Task instructions: List every line in the records below that contains the string "siding", matching case.

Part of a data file
************

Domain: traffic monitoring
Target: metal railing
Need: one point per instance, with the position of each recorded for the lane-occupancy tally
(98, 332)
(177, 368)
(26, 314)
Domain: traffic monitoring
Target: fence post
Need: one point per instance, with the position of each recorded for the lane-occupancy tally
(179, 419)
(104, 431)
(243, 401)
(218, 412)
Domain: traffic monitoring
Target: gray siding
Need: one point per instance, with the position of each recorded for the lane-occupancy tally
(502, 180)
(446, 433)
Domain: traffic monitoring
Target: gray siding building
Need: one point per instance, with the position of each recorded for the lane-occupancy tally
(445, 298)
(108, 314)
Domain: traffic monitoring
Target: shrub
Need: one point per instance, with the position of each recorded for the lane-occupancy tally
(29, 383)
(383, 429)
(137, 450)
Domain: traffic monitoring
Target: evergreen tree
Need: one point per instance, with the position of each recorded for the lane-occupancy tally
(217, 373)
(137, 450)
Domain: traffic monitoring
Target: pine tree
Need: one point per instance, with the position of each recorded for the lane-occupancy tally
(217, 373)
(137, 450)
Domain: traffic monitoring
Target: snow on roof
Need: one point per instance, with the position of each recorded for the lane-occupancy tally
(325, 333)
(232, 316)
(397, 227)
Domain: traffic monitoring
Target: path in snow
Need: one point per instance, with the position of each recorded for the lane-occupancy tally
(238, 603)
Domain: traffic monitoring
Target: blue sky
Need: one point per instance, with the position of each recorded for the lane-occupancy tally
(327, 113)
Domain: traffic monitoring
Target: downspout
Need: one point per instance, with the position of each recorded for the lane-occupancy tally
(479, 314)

************

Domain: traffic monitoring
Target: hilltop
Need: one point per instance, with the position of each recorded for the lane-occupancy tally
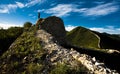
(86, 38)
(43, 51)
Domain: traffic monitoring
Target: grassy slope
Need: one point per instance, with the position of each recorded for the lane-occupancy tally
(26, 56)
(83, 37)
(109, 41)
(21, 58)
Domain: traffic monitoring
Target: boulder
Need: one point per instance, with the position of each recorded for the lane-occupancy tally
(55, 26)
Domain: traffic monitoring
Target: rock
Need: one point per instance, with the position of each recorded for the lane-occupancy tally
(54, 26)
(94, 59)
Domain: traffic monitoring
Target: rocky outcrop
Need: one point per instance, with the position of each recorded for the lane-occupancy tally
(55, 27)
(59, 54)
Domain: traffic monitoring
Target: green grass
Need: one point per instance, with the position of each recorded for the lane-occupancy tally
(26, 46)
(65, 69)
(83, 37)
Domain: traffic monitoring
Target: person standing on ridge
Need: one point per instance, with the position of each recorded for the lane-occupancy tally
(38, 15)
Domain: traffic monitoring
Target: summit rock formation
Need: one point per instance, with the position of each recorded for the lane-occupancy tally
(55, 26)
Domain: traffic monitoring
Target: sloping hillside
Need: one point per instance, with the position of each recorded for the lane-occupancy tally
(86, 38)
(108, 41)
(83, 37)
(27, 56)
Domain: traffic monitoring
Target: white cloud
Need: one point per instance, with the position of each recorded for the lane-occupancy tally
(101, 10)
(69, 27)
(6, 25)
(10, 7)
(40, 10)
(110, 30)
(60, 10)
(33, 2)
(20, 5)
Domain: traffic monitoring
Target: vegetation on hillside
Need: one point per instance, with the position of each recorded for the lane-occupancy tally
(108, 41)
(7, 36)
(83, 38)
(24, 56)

************

Full response:
Target: gray siding
Target: gray siding building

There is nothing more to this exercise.